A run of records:
--- begin ---

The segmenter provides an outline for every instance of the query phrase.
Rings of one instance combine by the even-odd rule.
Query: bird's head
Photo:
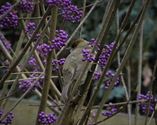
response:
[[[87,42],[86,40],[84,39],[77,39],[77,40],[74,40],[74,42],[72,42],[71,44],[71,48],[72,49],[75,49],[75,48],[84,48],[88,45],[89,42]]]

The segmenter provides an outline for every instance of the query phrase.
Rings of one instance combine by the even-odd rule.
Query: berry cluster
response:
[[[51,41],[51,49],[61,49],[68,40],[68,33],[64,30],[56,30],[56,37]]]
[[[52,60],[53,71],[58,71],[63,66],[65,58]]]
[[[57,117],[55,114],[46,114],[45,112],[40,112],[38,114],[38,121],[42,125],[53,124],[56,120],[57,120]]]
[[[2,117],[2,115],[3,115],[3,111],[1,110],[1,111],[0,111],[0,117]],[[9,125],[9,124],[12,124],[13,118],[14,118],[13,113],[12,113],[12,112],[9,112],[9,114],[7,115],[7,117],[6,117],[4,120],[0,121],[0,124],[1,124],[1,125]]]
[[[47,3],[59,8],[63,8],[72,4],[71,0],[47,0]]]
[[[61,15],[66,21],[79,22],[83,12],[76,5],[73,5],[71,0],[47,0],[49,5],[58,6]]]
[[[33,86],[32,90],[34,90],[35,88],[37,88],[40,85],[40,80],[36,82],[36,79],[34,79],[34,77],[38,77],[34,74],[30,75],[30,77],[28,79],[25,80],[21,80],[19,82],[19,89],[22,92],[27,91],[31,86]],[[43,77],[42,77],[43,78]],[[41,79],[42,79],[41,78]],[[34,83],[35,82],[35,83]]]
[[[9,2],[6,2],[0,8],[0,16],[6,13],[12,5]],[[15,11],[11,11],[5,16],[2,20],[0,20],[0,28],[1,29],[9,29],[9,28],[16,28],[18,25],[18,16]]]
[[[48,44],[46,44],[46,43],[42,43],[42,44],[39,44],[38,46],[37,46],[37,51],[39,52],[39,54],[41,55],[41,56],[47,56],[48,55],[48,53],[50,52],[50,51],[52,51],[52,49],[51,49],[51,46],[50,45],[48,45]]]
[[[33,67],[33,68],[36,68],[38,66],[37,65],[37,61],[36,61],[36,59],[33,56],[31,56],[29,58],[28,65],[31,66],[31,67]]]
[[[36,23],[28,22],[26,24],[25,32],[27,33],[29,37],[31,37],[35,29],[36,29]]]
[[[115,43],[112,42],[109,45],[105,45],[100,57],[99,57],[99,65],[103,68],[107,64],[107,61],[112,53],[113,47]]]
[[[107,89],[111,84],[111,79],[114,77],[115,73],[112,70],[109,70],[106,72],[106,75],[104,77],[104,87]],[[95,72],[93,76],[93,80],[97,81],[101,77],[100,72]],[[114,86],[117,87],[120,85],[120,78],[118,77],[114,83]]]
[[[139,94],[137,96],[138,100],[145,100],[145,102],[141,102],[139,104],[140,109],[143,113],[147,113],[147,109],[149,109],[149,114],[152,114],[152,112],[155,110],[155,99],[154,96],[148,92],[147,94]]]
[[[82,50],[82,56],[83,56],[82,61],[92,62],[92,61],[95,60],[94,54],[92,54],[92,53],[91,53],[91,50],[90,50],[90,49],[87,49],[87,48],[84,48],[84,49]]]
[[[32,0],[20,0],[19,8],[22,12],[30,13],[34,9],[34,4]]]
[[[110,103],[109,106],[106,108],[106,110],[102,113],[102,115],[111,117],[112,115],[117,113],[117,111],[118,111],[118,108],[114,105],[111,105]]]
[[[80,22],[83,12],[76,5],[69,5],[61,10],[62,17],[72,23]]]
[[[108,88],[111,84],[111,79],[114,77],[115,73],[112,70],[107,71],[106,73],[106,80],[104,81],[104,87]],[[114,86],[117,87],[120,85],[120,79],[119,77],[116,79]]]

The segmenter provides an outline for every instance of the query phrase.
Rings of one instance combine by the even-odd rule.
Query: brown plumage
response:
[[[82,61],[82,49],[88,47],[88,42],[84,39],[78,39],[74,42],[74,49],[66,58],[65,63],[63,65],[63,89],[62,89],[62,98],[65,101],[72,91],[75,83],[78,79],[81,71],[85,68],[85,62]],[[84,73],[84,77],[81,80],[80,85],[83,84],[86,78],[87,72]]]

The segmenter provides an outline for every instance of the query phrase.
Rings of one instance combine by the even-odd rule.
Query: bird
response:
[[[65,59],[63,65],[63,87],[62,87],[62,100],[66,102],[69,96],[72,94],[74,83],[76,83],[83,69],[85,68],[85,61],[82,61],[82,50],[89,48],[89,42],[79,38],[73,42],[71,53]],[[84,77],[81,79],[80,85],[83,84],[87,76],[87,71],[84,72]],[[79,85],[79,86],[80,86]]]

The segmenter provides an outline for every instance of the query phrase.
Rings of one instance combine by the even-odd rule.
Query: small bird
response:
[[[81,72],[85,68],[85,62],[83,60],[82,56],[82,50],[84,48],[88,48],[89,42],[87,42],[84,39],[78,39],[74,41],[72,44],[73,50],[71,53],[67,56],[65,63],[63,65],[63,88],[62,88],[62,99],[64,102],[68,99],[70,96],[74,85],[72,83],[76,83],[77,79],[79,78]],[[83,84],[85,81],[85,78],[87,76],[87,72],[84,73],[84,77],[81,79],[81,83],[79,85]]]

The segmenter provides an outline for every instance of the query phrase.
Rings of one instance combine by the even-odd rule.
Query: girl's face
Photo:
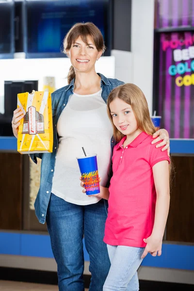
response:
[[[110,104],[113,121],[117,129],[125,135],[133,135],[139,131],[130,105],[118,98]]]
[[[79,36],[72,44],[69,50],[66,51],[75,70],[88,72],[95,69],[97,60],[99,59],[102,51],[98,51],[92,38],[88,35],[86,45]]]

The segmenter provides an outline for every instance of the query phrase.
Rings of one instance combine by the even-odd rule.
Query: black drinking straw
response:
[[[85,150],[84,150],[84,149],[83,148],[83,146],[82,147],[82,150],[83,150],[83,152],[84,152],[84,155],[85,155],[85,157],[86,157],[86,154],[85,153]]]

--- end ---

WHAT THE TASK REQUIRES:
Repeat the material above in full and exactly, omitting the pictures.

COMPLETE ANSWER:
The segmenter provides an outline for every instance of the query phrase.
Rings of one instance combine by the even-odd rule.
Query: bird's head
Photo:
response:
[[[87,42],[86,40],[84,39],[77,39],[77,40],[74,40],[74,42],[72,42],[71,44],[71,48],[72,49],[75,49],[75,48],[84,48],[88,45],[89,42]]]

The segmenter provides an outline for every instance of the query phrase.
Rings of one instance combine by the even-odd rule.
Query: berry cluster
response:
[[[51,41],[51,49],[61,49],[68,40],[68,33],[64,30],[56,30],[56,37]]]
[[[52,60],[53,71],[58,71],[63,66],[65,58]]]
[[[57,117],[55,114],[46,114],[45,112],[40,112],[38,114],[38,121],[42,125],[53,124],[56,120],[57,120]]]
[[[2,117],[2,115],[3,115],[3,111],[1,110],[1,111],[0,111],[0,117]],[[9,125],[9,124],[12,124],[13,118],[14,118],[13,113],[12,113],[12,112],[9,112],[9,114],[7,115],[7,117],[6,117],[4,120],[0,121],[0,124],[1,124],[1,125]]]
[[[47,3],[59,8],[63,8],[72,4],[71,0],[47,0]]]
[[[61,15],[66,21],[79,22],[83,12],[76,5],[73,5],[71,0],[47,0],[49,5],[58,6]]]
[[[33,86],[32,90],[34,90],[35,88],[37,88],[40,85],[40,80],[36,82],[36,79],[34,79],[34,77],[38,77],[34,74],[30,75],[30,77],[28,79],[25,80],[21,80],[19,82],[19,89],[22,92],[27,91],[31,86]],[[43,77],[42,77],[43,78]],[[41,79],[42,79],[41,78]],[[34,83],[35,82],[35,83]]]
[[[9,2],[6,2],[0,8],[0,16],[6,13],[12,5]],[[15,11],[11,11],[5,16],[2,20],[0,20],[0,28],[1,29],[9,29],[9,28],[16,28],[18,25],[18,16]]]
[[[48,44],[46,44],[46,43],[42,43],[42,44],[39,44],[38,46],[37,46],[37,51],[39,52],[39,54],[41,55],[41,56],[47,56],[48,55],[48,53],[50,52],[50,51],[52,51],[52,49],[51,49],[51,46],[50,45],[48,45]]]
[[[33,67],[33,68],[36,68],[38,66],[37,65],[37,61],[36,61],[36,59],[33,56],[31,56],[29,58],[28,65],[31,66],[31,67]]]
[[[36,23],[28,22],[26,24],[25,32],[27,33],[29,37],[31,37],[35,29],[36,29]]]
[[[115,43],[112,42],[109,45],[105,45],[100,57],[99,57],[99,65],[103,68],[107,64],[107,61],[112,53],[113,47]]]
[[[107,89],[111,84],[111,79],[114,77],[115,73],[112,70],[109,70],[106,72],[106,75],[104,77],[104,87]],[[95,72],[93,76],[93,80],[97,81],[101,77],[100,72]],[[114,86],[117,87],[120,85],[120,78],[118,77],[114,83]]]
[[[139,94],[137,96],[138,100],[145,100],[145,102],[141,102],[139,104],[140,109],[143,113],[147,113],[147,109],[149,109],[149,114],[152,114],[152,112],[155,110],[155,99],[154,96],[148,92],[147,94]]]
[[[82,50],[82,56],[83,56],[82,61],[92,62],[92,61],[95,60],[94,54],[92,54],[92,53],[91,53],[91,50],[90,50],[90,49],[87,49],[87,48],[84,48],[84,49]]]
[[[32,0],[20,0],[19,8],[22,12],[30,13],[34,9],[34,4]]]
[[[110,103],[109,106],[106,108],[106,110],[102,113],[102,115],[111,117],[112,115],[117,113],[117,111],[118,111],[118,108],[114,105],[111,105]]]
[[[80,22],[83,12],[76,5],[69,5],[61,10],[62,17],[72,23]]]
[[[108,88],[111,84],[111,79],[114,77],[115,73],[112,70],[107,71],[106,73],[106,80],[104,81],[104,87]],[[114,86],[117,87],[120,85],[120,79],[119,77],[116,79]]]

The segmenter provides an outline for every instance of the query phrase.
Rings of one instance combine by the even-odd rule.
Query: brown plumage
response:
[[[82,61],[82,49],[88,47],[88,42],[84,39],[78,39],[74,42],[74,49],[66,58],[65,63],[63,65],[63,89],[62,89],[62,98],[65,101],[72,91],[75,83],[78,79],[81,71],[85,68],[85,62]],[[84,73],[84,77],[81,80],[80,85],[83,84],[86,78],[87,72]]]

The segmenter provides an outline for every instance of the query phrase.
Rings of one instance combine by the even-odd rule.
Query: bird
response:
[[[65,59],[63,65],[63,87],[62,87],[62,100],[66,102],[69,96],[72,94],[74,83],[76,83],[83,69],[85,68],[85,61],[82,61],[82,50],[89,48],[89,42],[79,38],[73,42],[71,53]],[[84,77],[81,79],[80,85],[83,84],[87,76],[87,71],[84,72]],[[79,85],[79,86],[80,86]]]

The segmenter provides an outline for every instance of the query phrase.
Rings of one instance combine by the even-odd rule.
Query: small bird
response:
[[[81,72],[85,68],[85,62],[83,60],[82,56],[82,50],[84,48],[88,48],[89,42],[87,42],[84,39],[78,39],[74,41],[72,44],[73,50],[71,53],[67,56],[65,63],[63,65],[63,88],[62,88],[62,99],[64,102],[68,99],[70,96],[74,85],[72,83],[76,83],[77,79],[79,78]],[[83,84],[85,81],[85,78],[87,76],[87,72],[84,73],[84,77],[81,79],[81,83],[79,85]]]

The segmenter provides an outline for every instance of the query phrase.
Rings of one instance combine by the even-odd rule.
Query: girl's face
Photo:
response:
[[[110,104],[113,121],[117,129],[125,135],[133,135],[139,131],[130,105],[118,98]]]
[[[79,36],[72,44],[69,50],[66,51],[75,70],[88,72],[95,69],[97,60],[99,59],[102,51],[98,51],[92,38],[88,35],[86,45]]]

The segmenter provides an outline for every instance of the query phrase.
Rings of one instance combine by the even-odd rule.
Query: black drinking straw
response:
[[[85,150],[84,150],[84,149],[83,148],[83,146],[82,147],[82,150],[83,150],[83,152],[84,152],[84,155],[85,155],[85,157],[86,157],[86,154],[85,153]]]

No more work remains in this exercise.